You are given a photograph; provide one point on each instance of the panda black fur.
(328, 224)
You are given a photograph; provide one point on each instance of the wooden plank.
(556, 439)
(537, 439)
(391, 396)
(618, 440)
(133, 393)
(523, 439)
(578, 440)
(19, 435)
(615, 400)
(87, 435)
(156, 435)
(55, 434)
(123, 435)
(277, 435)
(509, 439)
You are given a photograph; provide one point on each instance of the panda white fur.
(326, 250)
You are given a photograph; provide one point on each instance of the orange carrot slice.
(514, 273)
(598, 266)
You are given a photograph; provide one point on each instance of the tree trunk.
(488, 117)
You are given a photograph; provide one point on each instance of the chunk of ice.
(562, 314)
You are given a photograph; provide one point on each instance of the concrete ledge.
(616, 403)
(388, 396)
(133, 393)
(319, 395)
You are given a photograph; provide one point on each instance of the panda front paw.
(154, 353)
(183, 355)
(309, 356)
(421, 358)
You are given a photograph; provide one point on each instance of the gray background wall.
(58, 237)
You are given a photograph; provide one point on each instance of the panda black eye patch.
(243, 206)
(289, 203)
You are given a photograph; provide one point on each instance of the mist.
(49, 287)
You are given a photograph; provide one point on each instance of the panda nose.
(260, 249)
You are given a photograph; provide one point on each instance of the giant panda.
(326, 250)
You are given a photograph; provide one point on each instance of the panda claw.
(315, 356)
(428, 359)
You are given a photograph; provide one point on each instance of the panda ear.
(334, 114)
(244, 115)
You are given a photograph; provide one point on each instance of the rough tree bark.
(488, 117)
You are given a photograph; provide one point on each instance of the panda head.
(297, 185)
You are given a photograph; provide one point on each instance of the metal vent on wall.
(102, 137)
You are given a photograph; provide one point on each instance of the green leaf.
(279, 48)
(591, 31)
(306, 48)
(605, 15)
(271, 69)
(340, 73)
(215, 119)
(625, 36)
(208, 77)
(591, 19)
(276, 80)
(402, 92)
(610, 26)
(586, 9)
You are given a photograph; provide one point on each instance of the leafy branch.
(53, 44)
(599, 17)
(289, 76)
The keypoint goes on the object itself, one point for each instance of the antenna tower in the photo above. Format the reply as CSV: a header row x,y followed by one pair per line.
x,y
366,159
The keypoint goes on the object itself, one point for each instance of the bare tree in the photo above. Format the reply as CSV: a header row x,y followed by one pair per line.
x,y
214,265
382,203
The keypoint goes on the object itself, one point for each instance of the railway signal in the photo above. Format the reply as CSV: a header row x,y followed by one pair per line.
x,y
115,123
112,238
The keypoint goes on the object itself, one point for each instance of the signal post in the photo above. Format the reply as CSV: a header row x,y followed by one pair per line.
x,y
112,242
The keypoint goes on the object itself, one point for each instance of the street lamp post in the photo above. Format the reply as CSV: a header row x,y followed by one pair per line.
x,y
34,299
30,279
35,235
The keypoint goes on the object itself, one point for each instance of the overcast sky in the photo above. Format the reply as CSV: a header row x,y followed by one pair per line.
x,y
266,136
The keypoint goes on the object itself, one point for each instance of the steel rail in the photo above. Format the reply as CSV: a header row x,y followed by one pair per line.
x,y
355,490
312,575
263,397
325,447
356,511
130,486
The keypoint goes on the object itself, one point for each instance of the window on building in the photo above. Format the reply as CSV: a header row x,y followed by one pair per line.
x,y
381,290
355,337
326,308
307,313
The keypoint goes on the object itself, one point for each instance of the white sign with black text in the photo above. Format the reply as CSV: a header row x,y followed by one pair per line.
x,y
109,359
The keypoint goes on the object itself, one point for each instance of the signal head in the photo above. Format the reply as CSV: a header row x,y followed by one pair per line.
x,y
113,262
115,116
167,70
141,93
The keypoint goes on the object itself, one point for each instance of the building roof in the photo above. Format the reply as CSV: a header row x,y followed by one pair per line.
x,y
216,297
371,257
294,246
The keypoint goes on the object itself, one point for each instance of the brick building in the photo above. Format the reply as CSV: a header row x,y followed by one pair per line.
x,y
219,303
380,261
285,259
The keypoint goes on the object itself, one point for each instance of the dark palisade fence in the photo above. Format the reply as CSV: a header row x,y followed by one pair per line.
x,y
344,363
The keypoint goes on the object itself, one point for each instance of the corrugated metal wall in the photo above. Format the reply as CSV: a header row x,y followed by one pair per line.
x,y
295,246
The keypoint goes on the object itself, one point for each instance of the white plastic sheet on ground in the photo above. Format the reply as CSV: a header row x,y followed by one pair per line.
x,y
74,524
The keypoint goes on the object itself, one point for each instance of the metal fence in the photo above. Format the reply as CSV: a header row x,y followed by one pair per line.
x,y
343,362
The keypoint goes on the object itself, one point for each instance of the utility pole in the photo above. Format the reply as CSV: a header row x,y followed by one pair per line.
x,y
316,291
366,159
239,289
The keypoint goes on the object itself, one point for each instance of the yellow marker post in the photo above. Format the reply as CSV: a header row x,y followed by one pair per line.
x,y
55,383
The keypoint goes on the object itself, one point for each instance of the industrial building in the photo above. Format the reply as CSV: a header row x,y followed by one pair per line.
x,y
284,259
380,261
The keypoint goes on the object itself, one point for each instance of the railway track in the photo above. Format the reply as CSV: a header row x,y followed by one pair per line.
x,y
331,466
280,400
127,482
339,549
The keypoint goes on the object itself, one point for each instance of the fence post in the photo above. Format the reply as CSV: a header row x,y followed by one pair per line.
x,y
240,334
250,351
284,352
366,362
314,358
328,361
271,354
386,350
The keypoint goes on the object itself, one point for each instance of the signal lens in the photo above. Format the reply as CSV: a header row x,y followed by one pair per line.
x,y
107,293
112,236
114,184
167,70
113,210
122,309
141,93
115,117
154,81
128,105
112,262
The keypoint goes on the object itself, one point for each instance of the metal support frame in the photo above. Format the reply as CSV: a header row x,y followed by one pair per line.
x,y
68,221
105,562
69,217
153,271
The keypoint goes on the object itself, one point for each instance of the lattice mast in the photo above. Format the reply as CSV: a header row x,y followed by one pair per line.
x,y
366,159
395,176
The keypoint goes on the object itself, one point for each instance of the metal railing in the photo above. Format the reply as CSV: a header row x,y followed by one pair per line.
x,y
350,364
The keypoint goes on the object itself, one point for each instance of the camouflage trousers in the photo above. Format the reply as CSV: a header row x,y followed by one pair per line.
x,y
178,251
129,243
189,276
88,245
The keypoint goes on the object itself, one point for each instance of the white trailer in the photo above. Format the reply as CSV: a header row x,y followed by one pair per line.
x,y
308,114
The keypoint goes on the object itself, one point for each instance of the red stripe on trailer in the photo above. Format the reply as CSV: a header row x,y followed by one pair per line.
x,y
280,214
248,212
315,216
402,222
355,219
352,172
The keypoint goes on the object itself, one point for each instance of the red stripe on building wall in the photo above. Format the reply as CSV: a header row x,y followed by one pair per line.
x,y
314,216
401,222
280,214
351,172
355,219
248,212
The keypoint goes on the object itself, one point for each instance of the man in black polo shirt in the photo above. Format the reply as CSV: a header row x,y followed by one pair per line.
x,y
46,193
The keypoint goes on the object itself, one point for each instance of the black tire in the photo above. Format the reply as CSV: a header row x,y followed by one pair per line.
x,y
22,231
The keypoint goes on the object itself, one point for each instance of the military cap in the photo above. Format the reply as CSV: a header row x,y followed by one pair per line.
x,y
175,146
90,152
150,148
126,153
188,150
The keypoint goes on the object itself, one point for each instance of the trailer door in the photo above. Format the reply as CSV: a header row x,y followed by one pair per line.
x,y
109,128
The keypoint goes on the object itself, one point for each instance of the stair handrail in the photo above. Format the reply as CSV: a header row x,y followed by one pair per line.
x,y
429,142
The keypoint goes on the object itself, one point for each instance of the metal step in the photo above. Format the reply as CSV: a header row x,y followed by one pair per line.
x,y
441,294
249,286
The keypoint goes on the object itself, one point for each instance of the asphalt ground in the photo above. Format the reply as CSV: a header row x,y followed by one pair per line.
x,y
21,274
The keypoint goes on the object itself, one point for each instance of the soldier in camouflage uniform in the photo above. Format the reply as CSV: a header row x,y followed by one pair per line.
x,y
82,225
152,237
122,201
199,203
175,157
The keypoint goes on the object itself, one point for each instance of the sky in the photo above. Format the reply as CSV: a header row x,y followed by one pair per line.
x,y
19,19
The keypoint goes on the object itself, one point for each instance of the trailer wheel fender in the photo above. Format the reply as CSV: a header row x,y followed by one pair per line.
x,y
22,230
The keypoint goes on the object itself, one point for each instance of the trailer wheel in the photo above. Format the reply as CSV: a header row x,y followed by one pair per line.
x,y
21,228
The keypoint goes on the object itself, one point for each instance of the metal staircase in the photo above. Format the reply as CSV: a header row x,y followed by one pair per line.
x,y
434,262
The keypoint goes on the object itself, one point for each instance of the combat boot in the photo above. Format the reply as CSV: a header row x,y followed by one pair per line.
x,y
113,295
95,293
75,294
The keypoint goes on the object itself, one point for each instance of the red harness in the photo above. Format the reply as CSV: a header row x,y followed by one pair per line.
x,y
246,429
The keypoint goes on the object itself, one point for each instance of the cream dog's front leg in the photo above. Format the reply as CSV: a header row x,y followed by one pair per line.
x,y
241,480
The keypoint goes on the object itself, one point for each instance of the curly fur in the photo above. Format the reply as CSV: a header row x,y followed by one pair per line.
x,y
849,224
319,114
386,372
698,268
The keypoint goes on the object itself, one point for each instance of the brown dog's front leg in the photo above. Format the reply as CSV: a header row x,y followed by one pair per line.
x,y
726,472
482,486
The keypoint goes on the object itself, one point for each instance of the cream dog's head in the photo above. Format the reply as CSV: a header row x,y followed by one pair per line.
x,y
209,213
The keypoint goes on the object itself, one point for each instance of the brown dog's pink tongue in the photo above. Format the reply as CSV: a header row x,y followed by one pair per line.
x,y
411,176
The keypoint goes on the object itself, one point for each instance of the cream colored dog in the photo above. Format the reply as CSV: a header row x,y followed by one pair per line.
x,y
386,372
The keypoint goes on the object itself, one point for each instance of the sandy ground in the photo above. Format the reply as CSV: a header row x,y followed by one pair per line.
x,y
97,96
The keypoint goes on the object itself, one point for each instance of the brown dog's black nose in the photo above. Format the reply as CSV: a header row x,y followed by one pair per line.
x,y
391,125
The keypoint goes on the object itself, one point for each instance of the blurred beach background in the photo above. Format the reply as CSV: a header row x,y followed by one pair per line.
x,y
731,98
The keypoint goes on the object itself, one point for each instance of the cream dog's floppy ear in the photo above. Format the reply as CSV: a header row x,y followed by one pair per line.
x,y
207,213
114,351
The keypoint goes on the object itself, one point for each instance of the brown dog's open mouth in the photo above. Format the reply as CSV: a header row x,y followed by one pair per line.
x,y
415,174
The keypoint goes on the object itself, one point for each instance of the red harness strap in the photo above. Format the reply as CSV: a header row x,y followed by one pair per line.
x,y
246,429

**What is required**
What is wanted is the line containing "brown dog's open" and every line after it through the last line of the entries, printed exactly.

**Exercise output**
The keypoint goes on the object itself, one point for each instance of the brown dog's open mouth in the photo above. Format the reply as CSV: a header row x,y followed by one pair per line.
x,y
415,174
The keypoint goes on the object itself, one point for each instance of the red harness strap in the photo above. Format the reply as CSV: a header row x,y followed by one pair per line.
x,y
246,429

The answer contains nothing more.